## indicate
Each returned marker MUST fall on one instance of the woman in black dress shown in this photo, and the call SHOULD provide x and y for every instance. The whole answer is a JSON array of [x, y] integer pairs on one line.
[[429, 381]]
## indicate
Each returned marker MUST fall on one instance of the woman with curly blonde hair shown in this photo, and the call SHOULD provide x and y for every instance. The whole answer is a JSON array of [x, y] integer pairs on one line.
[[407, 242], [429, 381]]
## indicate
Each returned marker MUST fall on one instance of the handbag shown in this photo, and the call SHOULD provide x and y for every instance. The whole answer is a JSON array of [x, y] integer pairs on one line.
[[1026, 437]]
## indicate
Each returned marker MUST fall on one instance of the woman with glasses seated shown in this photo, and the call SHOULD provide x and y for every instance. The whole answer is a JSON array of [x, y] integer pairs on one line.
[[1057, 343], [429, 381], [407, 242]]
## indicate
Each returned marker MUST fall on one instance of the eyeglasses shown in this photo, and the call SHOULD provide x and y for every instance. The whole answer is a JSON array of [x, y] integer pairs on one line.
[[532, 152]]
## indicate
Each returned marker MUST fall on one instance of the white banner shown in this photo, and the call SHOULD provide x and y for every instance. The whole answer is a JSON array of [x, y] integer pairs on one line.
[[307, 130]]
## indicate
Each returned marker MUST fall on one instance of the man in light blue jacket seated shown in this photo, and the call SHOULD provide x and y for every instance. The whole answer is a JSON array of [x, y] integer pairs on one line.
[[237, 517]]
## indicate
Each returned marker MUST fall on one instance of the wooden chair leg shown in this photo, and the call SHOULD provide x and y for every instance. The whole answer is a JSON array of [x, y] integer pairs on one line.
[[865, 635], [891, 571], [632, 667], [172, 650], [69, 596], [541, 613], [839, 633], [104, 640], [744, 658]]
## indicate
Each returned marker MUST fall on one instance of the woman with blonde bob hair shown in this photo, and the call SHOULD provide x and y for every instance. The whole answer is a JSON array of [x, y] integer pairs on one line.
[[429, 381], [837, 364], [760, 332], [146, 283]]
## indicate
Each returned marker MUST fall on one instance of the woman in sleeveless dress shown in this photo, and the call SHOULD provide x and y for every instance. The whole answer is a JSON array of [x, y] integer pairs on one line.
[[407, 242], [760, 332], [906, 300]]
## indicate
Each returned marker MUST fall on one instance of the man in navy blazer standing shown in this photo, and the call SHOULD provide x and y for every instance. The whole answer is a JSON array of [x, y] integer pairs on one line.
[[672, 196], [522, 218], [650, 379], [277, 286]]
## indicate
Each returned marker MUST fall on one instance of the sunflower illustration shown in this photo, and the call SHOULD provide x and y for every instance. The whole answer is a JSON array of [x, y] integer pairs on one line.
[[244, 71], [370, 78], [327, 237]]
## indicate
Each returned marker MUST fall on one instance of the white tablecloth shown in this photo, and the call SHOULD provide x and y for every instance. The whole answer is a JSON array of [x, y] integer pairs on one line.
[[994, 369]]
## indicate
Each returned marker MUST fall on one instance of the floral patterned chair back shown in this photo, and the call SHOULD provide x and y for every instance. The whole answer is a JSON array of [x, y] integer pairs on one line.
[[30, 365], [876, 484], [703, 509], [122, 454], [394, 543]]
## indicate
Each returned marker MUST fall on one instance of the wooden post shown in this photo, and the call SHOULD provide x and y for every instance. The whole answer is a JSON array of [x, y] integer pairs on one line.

--------------------

#### DIE AUFGABE:
Schreibe alle Zeilen vom Beginn der Datensätze bis einschließlich der Zeile mit "[[237, 517]]" vollständig ab. Erhöhe dabei jede Koordinate in den Antworten um 18.

#### VOLLSTÄNDIGE ANTWORT:
## indicate
Each returned marker MUST fall on one instance of the woman in black dress shown in this photo, and the call SHOULD provide x and y for every instance. The whole answer is a JSON array of [x, y] integer pairs on one line.
[[447, 399]]
## indicate
Each returned marker MUST fall on one instance of the woman with curly blonde hair shown in this photo, and the call SHOULD provide x and y for every instance. The whole answer is a JSON array of [x, y] integer pairs on one line.
[[425, 260], [447, 399]]
## indicate
Each returned marker MUST fall on one instance of the handbag shown in this photo, and the call SHOULD provide x and y for every instance. The whole answer is a JSON array of [x, y] integer pairs on one line.
[[1044, 455]]
## indicate
Each returned marker MUST fall on one instance of the woman with glasses seated shown in this photo, and the call SHOULD provide x and y for every instance. The whole answer is a JSON array of [x, y] integer pairs on one line.
[[1075, 361], [447, 399], [425, 260]]
## indicate
Each returned marker MUST fall on one instance of the eyeglasses shown in this photo, and the call SHOULD provide x and y for every instance. The whole answer is a JSON array of [x, y] integer pairs on one line.
[[550, 170]]
## indicate
Each returned marker MUST fall on one instance of the white banner shown in this photo, and the call SHOULD provide x and y for every instance. The whole answer is a JSON array of [x, y] integer pairs on one line.
[[325, 148]]
## indicate
Each returned marker MUST fall on one instance of the man in light blue jacket seated shown in this photo, and the call SHOULD provide x and y for every instance. The whole answer is a JSON array of [x, y] integer pairs on one line.
[[255, 535]]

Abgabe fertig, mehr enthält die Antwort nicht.